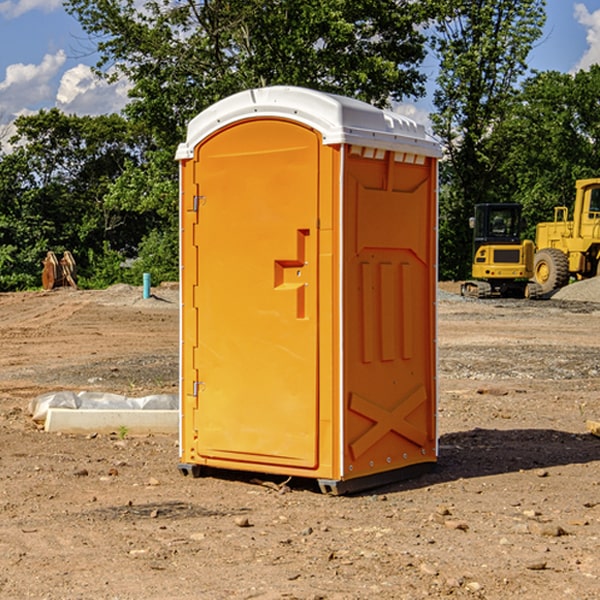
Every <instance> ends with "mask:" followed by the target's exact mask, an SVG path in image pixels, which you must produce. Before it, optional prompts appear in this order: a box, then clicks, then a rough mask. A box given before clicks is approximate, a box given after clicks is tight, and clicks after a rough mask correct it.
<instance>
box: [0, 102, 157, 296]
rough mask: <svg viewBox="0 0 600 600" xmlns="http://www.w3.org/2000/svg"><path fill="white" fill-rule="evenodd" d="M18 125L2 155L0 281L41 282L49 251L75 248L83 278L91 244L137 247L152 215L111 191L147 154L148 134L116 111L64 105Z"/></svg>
mask: <svg viewBox="0 0 600 600" xmlns="http://www.w3.org/2000/svg"><path fill="white" fill-rule="evenodd" d="M15 125H16V129H17V133H16V135H15V136H13V138H12V139H11V144H13V145H14V147H15V149H14V150H13V152H11V153H10V154H6V155H4V156H2V158H1V159H0V246H1V247H2V253H1V258H0V286H1V287H2V288H3V289H11V288H15V287H17V288H22V287H30V286H32V285H39V281H40V279H39V275H40V273H41V260H42V258H43V257H44V256H45V253H46V252H47V251H48V250H53V251H55V252H57V253H58V252H62V251H64V250H70V251H71V252H72V253H73V254H74V256H75V258H76V261H77V263H78V265H79V266H80V270H81V271H82V272H83V274H84V277H85V275H86V271H87V269H88V267H89V262H88V257H89V255H90V254H89V253H90V251H91V252H92V253H95V254H96V255H97V254H102V253H103V251H104V248H105V244H108V247H110V248H112V249H114V250H118V251H119V252H120V253H121V254H123V255H127V253H128V252H129V253H133V252H135V249H136V247H137V246H138V245H139V244H140V242H141V240H142V239H143V236H144V234H145V233H146V232H147V231H149V229H150V227H149V224H148V222H147V221H145V220H142V219H140V216H139V214H138V213H133V212H128V211H126V210H121V209H120V208H115V207H113V206H111V205H110V204H109V203H107V202H105V199H104V197H105V195H106V194H107V192H108V190H109V189H110V185H111V183H112V182H113V181H114V180H115V179H117V178H118V176H119V175H120V174H121V173H122V172H123V170H124V169H125V165H126V164H127V163H128V162H131V161H139V160H140V152H141V148H142V147H143V137H141V136H140V135H137V134H135V133H134V132H132V130H131V127H130V125H129V124H128V123H127V121H125V120H124V119H123V118H122V117H119V116H117V115H109V116H100V117H76V116H67V115H65V114H63V113H61V112H60V111H59V110H57V109H52V110H49V111H40V112H39V113H37V114H35V115H31V116H26V117H20V118H18V119H17V121H16V122H15ZM19 274H20V275H19ZM17 275H19V276H17Z"/></svg>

***

YOUR GOAL
What is needed is a word-for-word restatement of every line from the one with "rough mask: <svg" to the end of the entries above.

RESPONSE TO THE EXERCISE
rough mask: <svg viewBox="0 0 600 600" xmlns="http://www.w3.org/2000/svg"><path fill="white" fill-rule="evenodd" d="M18 125L2 155L0 281L41 282L49 251L75 248L83 278L91 244L137 247L152 215L111 191L147 154L148 134L116 111L64 105Z"/></svg>
mask: <svg viewBox="0 0 600 600" xmlns="http://www.w3.org/2000/svg"><path fill="white" fill-rule="evenodd" d="M15 125H16V129H17V133H16V135H15V136H13V138H12V139H11V144H13V145H14V147H15V149H14V150H13V152H11V153H10V154H6V155H4V156H2V158H1V159H0V246H1V247H2V253H1V258H0V286H1V287H2V288H3V289H11V288H15V287H17V288H22V287H30V286H32V285H39V281H40V279H39V275H40V273H41V260H42V258H43V257H44V256H45V253H46V252H47V251H48V250H53V251H55V252H57V253H58V252H62V251H64V250H70V251H71V252H72V253H73V254H74V256H75V258H76V261H77V263H78V265H79V266H80V270H81V271H82V272H83V274H84V277H85V275H86V271H87V269H88V267H89V262H88V257H89V255H90V254H89V253H90V251H91V252H92V253H95V254H96V255H97V254H102V253H103V251H104V248H105V244H108V247H110V248H112V249H114V250H118V251H119V252H120V253H121V254H123V255H127V253H128V252H129V253H133V252H135V249H136V247H137V246H138V245H139V244H140V242H141V240H142V239H143V236H144V234H145V233H146V232H147V231H149V229H150V227H149V224H148V222H147V221H145V220H142V219H140V216H139V214H138V213H133V212H128V211H126V210H121V209H120V208H115V207H113V206H111V205H110V204H109V203H107V202H105V199H104V197H105V195H106V194H107V192H108V190H109V189H110V185H111V183H112V182H113V181H114V180H115V179H117V178H118V176H119V175H120V174H121V173H122V172H123V170H124V169H125V165H126V164H127V163H128V162H131V161H139V160H140V152H141V148H142V147H143V137H141V136H140V135H137V134H135V133H134V132H132V130H131V127H130V125H129V124H128V123H127V121H125V120H124V119H123V118H122V117H119V116H117V115H109V116H100V117H76V116H67V115H65V114H63V113H61V112H60V111H59V110H57V109H52V110H49V111H40V112H39V113H37V114H35V115H31V116H26V117H20V118H18V119H17V121H16V122H15ZM19 274H20V275H19ZM17 275H19V276H17Z"/></svg>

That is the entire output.